#### [Work instructions]
The records that appear below are to be restated word for word.

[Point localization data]
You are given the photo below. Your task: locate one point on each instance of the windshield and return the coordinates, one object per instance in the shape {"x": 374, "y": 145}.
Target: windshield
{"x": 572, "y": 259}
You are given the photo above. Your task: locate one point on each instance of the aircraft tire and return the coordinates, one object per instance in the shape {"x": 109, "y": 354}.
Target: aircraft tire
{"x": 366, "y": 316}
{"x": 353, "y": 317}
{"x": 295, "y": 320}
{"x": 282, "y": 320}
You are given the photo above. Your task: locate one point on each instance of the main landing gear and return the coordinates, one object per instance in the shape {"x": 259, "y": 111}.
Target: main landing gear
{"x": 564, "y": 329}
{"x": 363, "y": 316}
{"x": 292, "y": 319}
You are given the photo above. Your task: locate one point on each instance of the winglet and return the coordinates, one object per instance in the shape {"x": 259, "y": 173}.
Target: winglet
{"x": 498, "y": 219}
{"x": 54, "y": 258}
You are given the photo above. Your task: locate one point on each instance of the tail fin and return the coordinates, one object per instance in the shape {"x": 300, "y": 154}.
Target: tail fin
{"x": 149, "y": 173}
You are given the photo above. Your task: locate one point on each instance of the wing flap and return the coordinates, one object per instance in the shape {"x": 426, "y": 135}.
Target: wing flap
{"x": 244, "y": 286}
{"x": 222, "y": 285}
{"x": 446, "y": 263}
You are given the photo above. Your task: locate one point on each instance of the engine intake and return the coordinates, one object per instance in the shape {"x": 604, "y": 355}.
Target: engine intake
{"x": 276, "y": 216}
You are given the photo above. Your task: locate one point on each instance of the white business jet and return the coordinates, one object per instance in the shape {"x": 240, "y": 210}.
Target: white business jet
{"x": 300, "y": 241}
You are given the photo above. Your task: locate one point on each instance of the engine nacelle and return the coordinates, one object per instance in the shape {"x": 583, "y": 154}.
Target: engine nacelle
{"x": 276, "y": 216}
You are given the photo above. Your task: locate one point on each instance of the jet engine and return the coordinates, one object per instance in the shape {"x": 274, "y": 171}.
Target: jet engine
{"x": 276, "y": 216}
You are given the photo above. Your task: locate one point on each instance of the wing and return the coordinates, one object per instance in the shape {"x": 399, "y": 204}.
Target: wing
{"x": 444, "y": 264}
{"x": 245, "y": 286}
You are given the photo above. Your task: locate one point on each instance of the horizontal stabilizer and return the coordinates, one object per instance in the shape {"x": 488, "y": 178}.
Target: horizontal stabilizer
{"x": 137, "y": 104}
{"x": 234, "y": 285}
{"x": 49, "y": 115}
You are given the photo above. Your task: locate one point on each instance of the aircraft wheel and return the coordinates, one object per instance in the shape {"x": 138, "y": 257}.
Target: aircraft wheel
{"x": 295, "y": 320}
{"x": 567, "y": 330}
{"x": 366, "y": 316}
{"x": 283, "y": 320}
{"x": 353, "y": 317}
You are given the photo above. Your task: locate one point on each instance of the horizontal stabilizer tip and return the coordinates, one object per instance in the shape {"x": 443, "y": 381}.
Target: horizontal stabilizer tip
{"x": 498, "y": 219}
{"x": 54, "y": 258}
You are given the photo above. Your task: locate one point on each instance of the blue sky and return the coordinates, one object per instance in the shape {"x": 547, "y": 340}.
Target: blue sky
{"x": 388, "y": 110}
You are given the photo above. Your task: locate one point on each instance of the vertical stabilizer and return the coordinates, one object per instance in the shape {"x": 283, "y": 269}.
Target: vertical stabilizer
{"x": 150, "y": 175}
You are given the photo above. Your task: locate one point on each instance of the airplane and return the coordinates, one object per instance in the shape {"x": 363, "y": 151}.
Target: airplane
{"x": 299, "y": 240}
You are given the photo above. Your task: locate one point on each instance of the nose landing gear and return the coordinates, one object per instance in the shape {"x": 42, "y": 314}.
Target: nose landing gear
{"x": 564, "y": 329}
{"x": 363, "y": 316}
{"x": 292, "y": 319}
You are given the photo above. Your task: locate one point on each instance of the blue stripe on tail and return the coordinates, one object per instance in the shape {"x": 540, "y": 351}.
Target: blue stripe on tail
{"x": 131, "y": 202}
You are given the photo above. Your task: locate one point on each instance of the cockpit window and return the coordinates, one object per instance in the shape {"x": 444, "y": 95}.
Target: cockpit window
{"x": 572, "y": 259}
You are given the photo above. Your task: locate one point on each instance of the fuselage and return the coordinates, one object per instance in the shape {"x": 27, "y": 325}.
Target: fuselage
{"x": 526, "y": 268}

#### [Written answer]
You are given the photo below. Your task: locate one point on each instance of the windshield and return the coordinates, one object per instance in the shape {"x": 374, "y": 145}.
Target: windshield
{"x": 572, "y": 259}
You are given the photo above. Your task: locate one point on each instance of the aircraft tire and return the coordinates, one object per instance in the shape {"x": 109, "y": 354}.
Target: aircraft tire
{"x": 366, "y": 316}
{"x": 353, "y": 317}
{"x": 295, "y": 320}
{"x": 282, "y": 320}
You are given the photo above. Your task: locate one point on each instance of the main landing gear and return the coordinates, one object per instance in the shape {"x": 259, "y": 111}.
Target: main landing gear
{"x": 564, "y": 329}
{"x": 363, "y": 316}
{"x": 292, "y": 319}
You are given the photo above. Your task: locate one point on each instance of the winglet and return the coordinates, one object per instance in the shape {"x": 259, "y": 173}.
Target: winglet
{"x": 498, "y": 219}
{"x": 54, "y": 258}
You are given the photo above. Your task: locate one point on each instance of the tail fin and return the coordinates, one object per instance in the shape {"x": 300, "y": 154}.
Target: tail fin
{"x": 149, "y": 173}
You are given the photo above. Your task: locate one point on each instance of the wing flap and return the coordinates, one object per instance in the shape {"x": 426, "y": 135}.
Target: wing flap
{"x": 244, "y": 286}
{"x": 222, "y": 285}
{"x": 446, "y": 263}
You are given the photo above. Your task: locate one point on each instance of the engine intake and return the coordinates, one object per instance in the shape {"x": 604, "y": 355}.
Target: engine intake
{"x": 276, "y": 216}
You are given the photo above. Your task: locate one point on each instance of the white business jet and return the coordinates, one object per instance in the shape {"x": 240, "y": 210}.
Target: white business jet
{"x": 300, "y": 241}
You are given the photo above. Your task: locate one point on each instance of the engine nacelle and return the coordinates, one object per instance in the shape {"x": 583, "y": 154}.
Target: engine nacelle
{"x": 276, "y": 216}
You are given the photo above. Your task: locate one point on each instance of the jet engine and return the coordinates, one object per instance in the shape {"x": 274, "y": 171}.
Target: jet engine
{"x": 276, "y": 216}
You are given the photo above. Your task: locate one point on each instance of the wing and return the coordinates, one object per instance in the shape {"x": 399, "y": 204}.
Target: wing
{"x": 444, "y": 264}
{"x": 245, "y": 286}
You are given the photo above. Your task: locate one point on each instance of the horizontal stabilizer and return the coordinates, one object per instance in the shape {"x": 488, "y": 178}.
Target: horizontal stabilizer
{"x": 137, "y": 104}
{"x": 234, "y": 285}
{"x": 49, "y": 115}
You are given the photo above. Your task: locate one point on each instance of the aircraft wheel and return the coordinates, one object per instance in the shape {"x": 138, "y": 257}.
Target: aircraft wheel
{"x": 295, "y": 320}
{"x": 567, "y": 330}
{"x": 366, "y": 316}
{"x": 283, "y": 320}
{"x": 353, "y": 317}
You are given the photo above. Your task: locate one point on each instance of the horizontal stabilizer tip and return the coordinates, one object per instance in the shape {"x": 443, "y": 381}.
Target: horizontal stabilizer tip
{"x": 498, "y": 219}
{"x": 54, "y": 258}
You are given the photo above. Your task: locate one point on each instance of the blue sky and return the coordinates, one object per instance in the shape {"x": 547, "y": 340}.
Target: blue sky
{"x": 388, "y": 110}
You are given the photo above. Your task: locate one point on each instance of the vertical stabilizer and return the coordinates, one object per instance in the shape {"x": 283, "y": 269}.
Target: vertical stabilizer
{"x": 150, "y": 175}
You are given the photo above. Your task: locate one point on each instance of the airplane and return the coordinates, one object per instance in the shape {"x": 363, "y": 151}.
Target: airplane
{"x": 299, "y": 240}
You are given the photo above. Your task: locate one point on each instance of the nose landing gear and return the coordinates, one object per instance in the shape {"x": 42, "y": 314}.
Target: nose landing gear
{"x": 564, "y": 329}
{"x": 363, "y": 316}
{"x": 292, "y": 319}
You are given the photo above. Your task: locate one point on each instance of the blue stripe on tail and return the coordinates, one object per instance in the shape {"x": 540, "y": 351}.
Target: blue stripe on tail
{"x": 131, "y": 202}
You are given the photo above. Your task: locate one point on each instance of the cockpit window and return the coordinates, one object per instance in the shape {"x": 444, "y": 95}.
Target: cockpit window
{"x": 572, "y": 259}
You are given the photo above. Your task: locate one point on each instance of the fuselage and return the coordinates, one object per instance in the shape {"x": 27, "y": 325}.
Target: fuselage
{"x": 526, "y": 268}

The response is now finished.